EXERCISE ▸
Transcribe every record in full, keeping it exactly the same.

EXERCISE INPUT ▸

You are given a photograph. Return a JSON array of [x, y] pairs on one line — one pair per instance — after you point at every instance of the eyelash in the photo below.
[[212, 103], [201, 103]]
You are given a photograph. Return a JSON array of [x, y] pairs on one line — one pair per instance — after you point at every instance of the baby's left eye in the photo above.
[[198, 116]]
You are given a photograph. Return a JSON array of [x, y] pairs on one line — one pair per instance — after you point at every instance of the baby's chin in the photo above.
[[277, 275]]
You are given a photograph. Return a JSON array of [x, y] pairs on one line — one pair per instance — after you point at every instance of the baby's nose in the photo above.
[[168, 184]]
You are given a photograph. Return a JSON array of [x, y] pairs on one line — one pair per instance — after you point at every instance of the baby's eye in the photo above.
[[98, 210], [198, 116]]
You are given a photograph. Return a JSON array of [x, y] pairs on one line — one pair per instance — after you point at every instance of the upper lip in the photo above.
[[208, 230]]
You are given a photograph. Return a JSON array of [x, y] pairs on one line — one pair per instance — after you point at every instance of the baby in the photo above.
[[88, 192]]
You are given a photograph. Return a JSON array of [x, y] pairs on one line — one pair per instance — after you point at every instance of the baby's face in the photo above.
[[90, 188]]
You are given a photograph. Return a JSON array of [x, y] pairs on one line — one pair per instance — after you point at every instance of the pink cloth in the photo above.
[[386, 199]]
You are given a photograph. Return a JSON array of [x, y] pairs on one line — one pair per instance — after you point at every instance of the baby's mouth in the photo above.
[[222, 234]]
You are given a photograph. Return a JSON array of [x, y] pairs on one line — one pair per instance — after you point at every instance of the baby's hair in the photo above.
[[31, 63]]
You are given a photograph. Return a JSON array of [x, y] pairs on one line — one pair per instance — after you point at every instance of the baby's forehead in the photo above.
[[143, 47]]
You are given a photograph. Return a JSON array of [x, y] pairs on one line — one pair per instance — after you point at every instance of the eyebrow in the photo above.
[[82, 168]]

ANSWER FOR THE TASK ▸
You are given a photograph. Return a JSON array of [x, y] pairs on one line — one pair per instance — after you point at every instance of the eyelash in the photo below.
[[212, 103], [201, 103]]
You are given a photograph. Return a JSON array of [x, y] pairs on one line — one pair per instance — after you point at every instance of the baby's left eye in the photo above.
[[198, 116]]
You are given a photograph. Return a JSON array of [x, y] pairs on one line — one pair per instance — after you point at every instance of the baby's chin in the photo above.
[[277, 275]]
You are given a photograph. Return a JSON array of [x, y] pairs on one line — one pair per instance — after you point at every instance of the baby's nose in the photo above.
[[168, 184]]
You are given a photograph. Return a JSON array of [x, y] pairs on one line — one pair per instance — after you point at every instance of the baby's eye in the photo above.
[[98, 210], [198, 116]]
You are given a photograph. Return a JSON array of [x, y] pairs on one line — one pair per instance — after you point at every instance of the upper lip in the photo above.
[[208, 230]]
You are given a photograph. Return a JSON array of [x, y] pairs on one line — one pair per instance — after you point at every instance of the baby in the photo above.
[[88, 192]]
You are given a photograph. Return a JSON array of [x, y] pairs on one line — one pair per instance — after you point at every instance of the baby's face in the photo above.
[[90, 188]]
You are given a photograph. Return a JSON array of [x, y] pairs on one line — one pair per instance — after you point at every instance of the pink cloth in the photo above.
[[386, 199]]
You are given a photograph. Return a JSON array of [x, y] pairs on one line — one pair per instance — after you point at every instance of the baby's mouth in the photo above.
[[222, 234]]
You are given a photograph. Return a JSON array of [x, y] pairs on one line — one pair per instance — after you point at every instance of the baby's hair in the photo above.
[[31, 63]]
You are given a photograph. Return a JSON array of [x, y] pairs on one line — one pair per instance — after you point at every instance of the baby's forehead in the photo above.
[[143, 47]]
You are given a photograph. Return a JSON array of [x, y] pairs on one line — one pair per instance — after you point at every instance of the eyebrow in the photo above.
[[82, 168]]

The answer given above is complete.